### Description of the task
Please retype the records below exactly as they stand.

Collected data entries:
++++++++++

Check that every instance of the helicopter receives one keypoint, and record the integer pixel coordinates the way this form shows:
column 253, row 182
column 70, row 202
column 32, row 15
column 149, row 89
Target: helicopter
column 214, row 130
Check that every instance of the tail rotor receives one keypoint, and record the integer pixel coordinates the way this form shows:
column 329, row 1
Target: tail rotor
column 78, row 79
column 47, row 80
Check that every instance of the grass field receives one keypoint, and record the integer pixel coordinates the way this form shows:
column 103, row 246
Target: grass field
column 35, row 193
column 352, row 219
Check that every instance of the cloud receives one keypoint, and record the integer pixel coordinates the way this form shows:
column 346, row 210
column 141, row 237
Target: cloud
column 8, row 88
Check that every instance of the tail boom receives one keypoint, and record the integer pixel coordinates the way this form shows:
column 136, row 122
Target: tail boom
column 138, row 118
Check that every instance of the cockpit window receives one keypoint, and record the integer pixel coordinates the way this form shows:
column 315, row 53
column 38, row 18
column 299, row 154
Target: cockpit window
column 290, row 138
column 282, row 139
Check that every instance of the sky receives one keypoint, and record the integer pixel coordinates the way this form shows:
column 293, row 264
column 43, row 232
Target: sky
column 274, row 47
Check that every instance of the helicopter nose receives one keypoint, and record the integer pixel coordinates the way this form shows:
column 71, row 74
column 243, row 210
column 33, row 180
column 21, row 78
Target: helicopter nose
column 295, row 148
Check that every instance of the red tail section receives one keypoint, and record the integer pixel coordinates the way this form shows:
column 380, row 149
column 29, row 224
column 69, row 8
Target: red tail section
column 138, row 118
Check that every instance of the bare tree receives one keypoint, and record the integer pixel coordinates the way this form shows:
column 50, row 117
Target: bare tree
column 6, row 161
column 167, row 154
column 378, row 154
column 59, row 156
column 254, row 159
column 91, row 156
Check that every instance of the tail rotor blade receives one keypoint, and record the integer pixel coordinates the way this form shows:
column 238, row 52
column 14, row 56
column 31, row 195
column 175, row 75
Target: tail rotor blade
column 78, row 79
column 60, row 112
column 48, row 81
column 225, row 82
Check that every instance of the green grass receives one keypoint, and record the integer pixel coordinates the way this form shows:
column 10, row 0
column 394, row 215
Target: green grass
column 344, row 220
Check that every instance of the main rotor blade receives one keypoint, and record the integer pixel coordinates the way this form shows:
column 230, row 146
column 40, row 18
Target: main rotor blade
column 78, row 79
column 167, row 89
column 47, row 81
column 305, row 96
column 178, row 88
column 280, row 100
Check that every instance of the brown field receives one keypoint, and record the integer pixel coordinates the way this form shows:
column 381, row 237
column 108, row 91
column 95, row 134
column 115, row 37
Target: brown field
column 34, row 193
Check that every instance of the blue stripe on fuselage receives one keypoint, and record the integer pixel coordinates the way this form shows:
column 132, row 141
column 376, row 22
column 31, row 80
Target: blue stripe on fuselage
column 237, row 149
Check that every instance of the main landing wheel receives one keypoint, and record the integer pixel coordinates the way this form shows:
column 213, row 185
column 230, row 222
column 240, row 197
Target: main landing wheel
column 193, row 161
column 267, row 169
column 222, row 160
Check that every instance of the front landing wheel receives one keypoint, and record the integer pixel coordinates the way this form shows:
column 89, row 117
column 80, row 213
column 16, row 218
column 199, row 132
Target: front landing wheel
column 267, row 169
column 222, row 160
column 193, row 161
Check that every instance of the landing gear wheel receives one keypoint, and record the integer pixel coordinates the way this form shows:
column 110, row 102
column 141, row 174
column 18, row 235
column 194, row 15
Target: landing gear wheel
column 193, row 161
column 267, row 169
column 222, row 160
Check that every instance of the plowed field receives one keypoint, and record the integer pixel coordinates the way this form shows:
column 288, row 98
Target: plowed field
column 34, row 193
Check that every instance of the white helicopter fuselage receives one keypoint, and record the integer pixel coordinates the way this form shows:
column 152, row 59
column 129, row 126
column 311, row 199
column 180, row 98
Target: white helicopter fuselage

++++++++++

### Task solution
Check that every instance of the helicopter receives one keypoint, and record the integer pixel coordinates the way this form shows:
column 253, row 182
column 70, row 202
column 32, row 15
column 149, row 89
Target: helicopter
column 214, row 130
Check that every instance of the tail rotor receives one keypoint, and record the integer pixel coordinates the way this form shows:
column 329, row 1
Target: tail rotor
column 78, row 79
column 47, row 80
Check that every instance of the grass field receives one keypoint, and record the integer pixel coordinates the way this form shows:
column 103, row 246
Target: grass field
column 35, row 193
column 352, row 219
Check that every instance of the cloud receives one keypoint, and record the integer pixel coordinates the way this form shows:
column 346, row 210
column 141, row 237
Target: cloud
column 8, row 88
Check that every instance of the tail boom receives one keypoint, and record the integer pixel coordinates the way this form shows:
column 136, row 122
Target: tail boom
column 138, row 118
Check that every instance of the cockpit window receives one keypoint, and record the integer pixel coordinates the way this form shows:
column 315, row 53
column 38, row 18
column 299, row 154
Target: cockpit window
column 290, row 138
column 282, row 139
Check that every instance of the sky receives one keypoint, and record the integer pixel coordinates the way this form shows:
column 293, row 264
column 43, row 232
Target: sky
column 274, row 47
Check that every instance of the helicopter nose receives one keypoint, and record the integer pixel coordinates the way this form shows:
column 71, row 74
column 243, row 210
column 33, row 180
column 21, row 78
Target: helicopter nose
column 295, row 148
Check that every instance of the red tail section receives one keypoint, and record the integer pixel coordinates the way this form shows:
column 380, row 149
column 29, row 224
column 69, row 8
Target: red tail section
column 138, row 118
Check that every instance of the bare tree receives one keypoint, and record the integer pixel coordinates the way this form shows:
column 50, row 117
Target: bare tree
column 6, row 161
column 167, row 154
column 378, row 154
column 59, row 156
column 254, row 159
column 91, row 156
Check that every instance of the tail rotor blade receives one keypoint, and record the integer pixel coordinates the way this form shows:
column 238, row 52
column 14, row 56
column 31, row 195
column 175, row 75
Target: tail rotor blade
column 78, row 79
column 60, row 112
column 48, row 81
column 225, row 82
Check that every instance of the green grass receives one keypoint, and record the integer pixel coordinates the way this form shows:
column 10, row 0
column 394, row 215
Target: green grass
column 344, row 220
Check that every instance of the main rotor blade receives one keypoint, and record the integer pixel coordinates the way this form shows:
column 230, row 146
column 40, row 18
Target: main rotor blade
column 78, row 79
column 167, row 89
column 47, row 81
column 305, row 96
column 178, row 88
column 280, row 100
Check that every instance of the brown field receives one keypoint, and record the integer pixel coordinates the way this form shows:
column 381, row 237
column 108, row 91
column 95, row 134
column 115, row 37
Target: brown field
column 34, row 193
Check that every instance of the blue stripe on fuselage receives one keypoint, and record the integer pixel coordinates the way this form shows:
column 132, row 141
column 376, row 22
column 31, row 80
Target: blue stripe on fuselage
column 237, row 149
Check that every instance of the main landing wheel receives one keypoint, and record the integer pixel coordinates the way this form shows:
column 213, row 185
column 230, row 222
column 240, row 197
Target: main landing wheel
column 193, row 161
column 267, row 169
column 222, row 160
Check that every instance of the front landing wheel receives one keypoint, and record the integer pixel coordinates the way this form shows:
column 89, row 117
column 80, row 213
column 16, row 218
column 199, row 132
Target: front landing wheel
column 267, row 169
column 222, row 160
column 193, row 161
Check that every instance of the landing gear wheel receives one keypoint, and record the integer pixel coordinates the way this form shows:
column 110, row 102
column 141, row 174
column 18, row 235
column 194, row 15
Target: landing gear wheel
column 193, row 161
column 267, row 169
column 222, row 160
Check that every instance of the plowed field receives one keypoint, and record the integer pixel coordinates the way this form shows:
column 288, row 98
Target: plowed field
column 34, row 193
Check that every instance of the white helicopter fuselage receives one keypoint, and record the integer pixel coordinates the way this form shows:
column 152, row 59
column 129, row 126
column 311, row 199
column 180, row 98
Target: white helicopter fuselage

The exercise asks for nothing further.